### [Task to carry out]
The records that follow are to be given again exactly. Do not carry over any image.

### [Region pointing data]
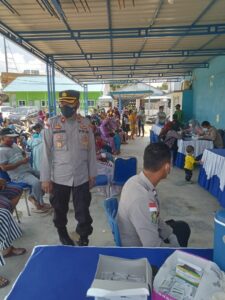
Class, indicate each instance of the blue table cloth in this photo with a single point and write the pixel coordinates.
(66, 273)
(212, 173)
(199, 146)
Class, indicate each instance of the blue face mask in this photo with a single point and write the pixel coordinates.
(36, 135)
(67, 111)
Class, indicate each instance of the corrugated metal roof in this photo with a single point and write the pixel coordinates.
(39, 84)
(92, 34)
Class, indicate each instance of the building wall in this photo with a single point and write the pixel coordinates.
(209, 93)
(35, 98)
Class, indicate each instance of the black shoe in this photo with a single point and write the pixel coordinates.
(64, 237)
(83, 241)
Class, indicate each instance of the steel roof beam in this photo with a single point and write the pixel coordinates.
(141, 75)
(143, 54)
(124, 81)
(138, 67)
(122, 33)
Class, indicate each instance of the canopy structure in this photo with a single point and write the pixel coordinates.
(119, 40)
(135, 91)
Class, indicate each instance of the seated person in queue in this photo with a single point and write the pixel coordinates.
(138, 217)
(9, 232)
(212, 134)
(13, 161)
(9, 195)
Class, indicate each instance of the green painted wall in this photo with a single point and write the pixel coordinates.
(34, 98)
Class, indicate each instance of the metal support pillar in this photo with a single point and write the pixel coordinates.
(120, 104)
(85, 99)
(51, 87)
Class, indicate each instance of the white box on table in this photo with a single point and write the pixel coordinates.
(204, 281)
(117, 278)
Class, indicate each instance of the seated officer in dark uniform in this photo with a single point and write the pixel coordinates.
(69, 164)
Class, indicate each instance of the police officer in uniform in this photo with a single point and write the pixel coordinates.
(69, 165)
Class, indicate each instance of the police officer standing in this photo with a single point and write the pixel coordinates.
(69, 165)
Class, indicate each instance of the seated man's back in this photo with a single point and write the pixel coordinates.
(139, 210)
(138, 215)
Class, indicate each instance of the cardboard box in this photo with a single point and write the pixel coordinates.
(117, 278)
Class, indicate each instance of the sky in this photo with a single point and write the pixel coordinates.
(19, 59)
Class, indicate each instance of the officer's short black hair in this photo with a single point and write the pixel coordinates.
(205, 124)
(155, 156)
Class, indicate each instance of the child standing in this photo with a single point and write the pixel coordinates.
(189, 163)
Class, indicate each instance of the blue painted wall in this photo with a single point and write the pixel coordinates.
(209, 93)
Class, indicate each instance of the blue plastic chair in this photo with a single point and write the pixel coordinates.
(102, 181)
(111, 208)
(124, 169)
(24, 186)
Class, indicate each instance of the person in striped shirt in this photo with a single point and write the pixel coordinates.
(9, 232)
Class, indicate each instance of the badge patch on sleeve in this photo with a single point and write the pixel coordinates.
(153, 212)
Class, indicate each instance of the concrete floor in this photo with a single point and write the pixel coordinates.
(178, 200)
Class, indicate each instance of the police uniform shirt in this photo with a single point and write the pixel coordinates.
(69, 156)
(139, 216)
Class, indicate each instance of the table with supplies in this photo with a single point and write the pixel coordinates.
(199, 146)
(66, 272)
(154, 133)
(212, 173)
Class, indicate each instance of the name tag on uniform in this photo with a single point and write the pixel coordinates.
(59, 145)
(84, 140)
(153, 209)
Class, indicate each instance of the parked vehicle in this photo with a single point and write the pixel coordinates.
(24, 113)
(6, 111)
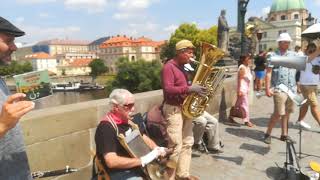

### [Result below]
Class, indicate each instance of the blue table cloth in this photo with a single point and write the pixel coordinates.
(66, 273)
(212, 173)
(199, 146)
Class, indicate each instance of the blue face mask in this photo with a single point and write the pixel coordinates.
(36, 135)
(67, 111)
Class, indicate each instance of the corrugated metal roof in this photo with a single point and write the pixel coordinates.
(39, 84)
(92, 34)
Class, indicate each instance of the building wall in this photo with a single point and write the pixel coordinates.
(209, 93)
(35, 98)
Class, indicate each instance of the black shoe in this photo with a single point and write the pixel coordinates.
(64, 237)
(83, 241)
Class, indicate each instance of the steel roof beam in this photo with a single point and write the pixel coordinates.
(141, 75)
(143, 54)
(124, 81)
(138, 67)
(122, 33)
Class, indicate each instance of the canopy structure in this photo with a single point and write the pixel coordinates.
(119, 40)
(135, 91)
Class, indicate each instance of the seated person in queue in this photo with a single point and write the pixel coordinates.
(138, 217)
(9, 232)
(212, 134)
(13, 161)
(9, 195)
Class, indicate each instance of the green painted wall in this photo with a single point and write the pixel coordinates.
(34, 98)
Class, indicate each instance of the metal support pillar in this photo with a single point and write the pixel coordinates.
(120, 104)
(85, 99)
(51, 87)
Class, indicate each instance of the white box on table in this photo with a single point and write the pixel coordinates.
(204, 281)
(117, 278)
Class, indicate each instance of the seated officer in dark uniform in this photo with a single point and write the pixel coordinates.
(69, 164)
Class, indicate each instance of the police officer in uniform in this photo with a single point and write the pixel coordinates.
(69, 165)
Class, indicate each instance of the police officer standing in this photo with a single point and write the pixel coordinates.
(69, 165)
Class, indicate each instance of the seated man's back in this photo with a single point and write the pixel coordinates.
(139, 210)
(138, 215)
Class, indicate each instance of the cardboard box in this photo with a single point and write the pixel coordinates.
(117, 278)
Class, indicate each instance of the sky in this photo with a single point and write the pixel coordinates.
(19, 59)
Class, indicate each instance of the officer's short black hair in this photo with a single point and write the pixel coordinates.
(205, 124)
(155, 156)
Class, indicate each instance of the child standing in this photo with a single point and write the pixel coordinates.
(189, 163)
Class, indicate each instance of the blue painted wall in this photo with a single point and write the pixel coordinates.
(209, 93)
Class, indicate each instance of the blue plastic chair in this photo with a single point and write the pixel coordinates.
(102, 181)
(111, 208)
(124, 169)
(24, 186)
Class, indicate each instance of the person in striped shirt in this photo with a single point and write the pixel coordinates.
(9, 232)
Class, indicate each instance of the badge patch on sleeve in this photo with a single point and write the pixel coordinates.
(153, 212)
Class, indicate each instance of the concrete floor in this photo with a single point and write the pixel coordinates.
(178, 200)
Class, indicate each instance of the police uniform shirt in this photo with a single point and write the pixel coordinates.
(69, 156)
(139, 216)
Class, indicate each instance of the table with supplies in this photo with a single point and write the pixel coordinates.
(199, 146)
(66, 272)
(154, 133)
(212, 173)
Class, indicate each instance of the name tag on uniform in this photo with a single point and write the pixel coordinates.
(59, 145)
(84, 140)
(153, 209)
Class, indicate each instance of the parked vehicle in this photo with a single point and write the pixel coordinates.
(24, 113)
(6, 111)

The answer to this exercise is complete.